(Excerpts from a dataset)
-----

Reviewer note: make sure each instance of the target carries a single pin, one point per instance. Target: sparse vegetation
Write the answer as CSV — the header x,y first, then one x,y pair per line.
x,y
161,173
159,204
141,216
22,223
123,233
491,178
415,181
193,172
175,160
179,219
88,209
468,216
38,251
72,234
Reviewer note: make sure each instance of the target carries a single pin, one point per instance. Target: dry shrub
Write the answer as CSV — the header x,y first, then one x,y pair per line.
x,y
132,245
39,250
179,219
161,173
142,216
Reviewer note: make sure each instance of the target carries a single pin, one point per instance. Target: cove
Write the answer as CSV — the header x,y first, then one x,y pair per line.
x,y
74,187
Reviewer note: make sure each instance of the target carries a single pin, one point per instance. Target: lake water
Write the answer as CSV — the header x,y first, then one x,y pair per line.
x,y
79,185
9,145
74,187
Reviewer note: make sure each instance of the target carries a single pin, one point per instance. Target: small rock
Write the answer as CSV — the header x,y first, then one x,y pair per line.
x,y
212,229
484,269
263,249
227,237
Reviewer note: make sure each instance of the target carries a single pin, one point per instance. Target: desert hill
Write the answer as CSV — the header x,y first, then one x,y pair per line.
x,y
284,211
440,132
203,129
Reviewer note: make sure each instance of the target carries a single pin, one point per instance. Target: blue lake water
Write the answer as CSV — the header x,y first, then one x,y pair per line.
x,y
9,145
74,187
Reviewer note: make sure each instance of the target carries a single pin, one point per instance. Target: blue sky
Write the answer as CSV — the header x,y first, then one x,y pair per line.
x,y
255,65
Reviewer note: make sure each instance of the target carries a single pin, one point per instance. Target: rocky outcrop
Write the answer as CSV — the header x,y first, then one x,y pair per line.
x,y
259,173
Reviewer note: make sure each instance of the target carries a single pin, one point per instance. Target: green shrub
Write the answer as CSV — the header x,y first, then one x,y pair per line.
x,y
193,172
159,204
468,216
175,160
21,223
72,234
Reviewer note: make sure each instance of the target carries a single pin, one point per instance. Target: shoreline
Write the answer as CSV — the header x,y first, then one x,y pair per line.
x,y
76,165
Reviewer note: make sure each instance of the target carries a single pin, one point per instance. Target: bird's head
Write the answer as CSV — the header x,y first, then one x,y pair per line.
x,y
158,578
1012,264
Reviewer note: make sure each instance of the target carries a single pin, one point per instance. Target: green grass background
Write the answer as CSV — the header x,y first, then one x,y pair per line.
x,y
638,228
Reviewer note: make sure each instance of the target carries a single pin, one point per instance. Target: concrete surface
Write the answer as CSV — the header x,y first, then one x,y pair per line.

-----

▸ **How to complete this task**
Search the data above for the string "blue". Report every line where it is found.

▸ **Expected output**
Reviewer note: make sure each instance of the target carries a single pin, one point per instance. Target: blue lake water
Reviewer note: make sure each instance of the target carries a single pin, one point per instance. Target: blue sky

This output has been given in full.